## Exercise goal
Repeat the listing below in full, exactly as it stands.

────────────────────

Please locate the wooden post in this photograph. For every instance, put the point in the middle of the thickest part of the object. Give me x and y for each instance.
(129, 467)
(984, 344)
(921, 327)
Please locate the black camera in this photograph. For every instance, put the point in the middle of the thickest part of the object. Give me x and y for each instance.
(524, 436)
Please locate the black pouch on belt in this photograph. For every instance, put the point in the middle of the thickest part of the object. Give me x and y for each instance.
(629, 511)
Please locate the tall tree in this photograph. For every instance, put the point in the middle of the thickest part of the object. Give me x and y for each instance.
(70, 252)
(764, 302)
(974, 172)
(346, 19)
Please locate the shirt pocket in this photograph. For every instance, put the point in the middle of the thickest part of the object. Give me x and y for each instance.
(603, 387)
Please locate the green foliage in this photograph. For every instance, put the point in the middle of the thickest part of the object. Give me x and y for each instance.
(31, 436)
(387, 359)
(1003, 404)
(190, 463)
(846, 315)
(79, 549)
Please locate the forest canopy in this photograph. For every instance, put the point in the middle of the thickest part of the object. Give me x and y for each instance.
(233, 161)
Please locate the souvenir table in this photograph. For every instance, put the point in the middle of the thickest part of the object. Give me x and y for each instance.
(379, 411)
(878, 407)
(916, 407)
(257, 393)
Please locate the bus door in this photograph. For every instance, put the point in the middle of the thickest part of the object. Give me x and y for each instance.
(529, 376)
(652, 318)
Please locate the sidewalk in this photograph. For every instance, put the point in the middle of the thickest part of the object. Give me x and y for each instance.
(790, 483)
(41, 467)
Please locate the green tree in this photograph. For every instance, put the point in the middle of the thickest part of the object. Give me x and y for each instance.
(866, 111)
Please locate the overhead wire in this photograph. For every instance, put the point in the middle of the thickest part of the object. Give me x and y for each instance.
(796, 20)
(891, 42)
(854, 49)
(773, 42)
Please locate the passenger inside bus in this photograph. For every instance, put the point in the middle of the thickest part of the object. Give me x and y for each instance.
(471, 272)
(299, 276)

────────────────────

## Full answer
Please locate the wooden post in this photograph. For every instance, put the point in the middle of the thickest part of the object. Give me x and y for each instance.
(129, 467)
(984, 344)
(921, 327)
Please locate the black camera in this photograph. For every instance, put the point in the middle of the thickest part of the object. Give me x and y for each instance.
(524, 436)
Please locate the black pouch on belt in this photograph. For every instance, put the point in the middle of the thickest part of the object. Give me x and y for each instance.
(629, 511)
Please locate the tall tree in this photograph. For every instance, put the point in the middle of the thickest part of the object. Give me x and y for each instance.
(70, 252)
(764, 302)
(974, 172)
(346, 19)
Please locate the shirt pocket in this photograph. For every instance, put the point in the middle of the thickest part of the object. Give me x and y for each instance.
(603, 387)
Please locate the green foliage in this photograph. For every instance, put the point in the middle of the thickest part of the object. Give me x and y for each instance.
(31, 436)
(387, 359)
(1003, 404)
(190, 463)
(846, 315)
(79, 549)
Please locate the forest canopy in this photograph. For every instance, put the point in the middle of the thickest part of the object. Give me x and y for each instance.
(233, 161)
Please locate the souvenir table in this photograph. For every instance, put the point in the middle of the thickest part of the object. Give me x and y for each instance.
(379, 411)
(878, 407)
(916, 407)
(257, 393)
Please locate the bus door in this photograph. For every instance, put the point in the middle of the thickest part of the object. Give me x and y for each instance.
(529, 376)
(652, 318)
Please locate the sidewalk in this photograph. For every instance, put the point in the middle of the thickest part of the object. Give me x and y for each instance.
(790, 483)
(41, 467)
Please locate the green tree in this photograph. For every instance, put the point in the middle of the thickest part of the object. Give me x and y for each instance.
(866, 111)
Please locate the overhead wire in this photograph. For every instance, put the point in the middle of the thickest part of the object. Give me x and y for each instance.
(796, 20)
(891, 42)
(854, 49)
(773, 42)
Please locate the passenger inside bus in this photograph. For every instance, put the point in the middle of the thickest part of the object. Give me x and y for each instance.
(471, 272)
(299, 276)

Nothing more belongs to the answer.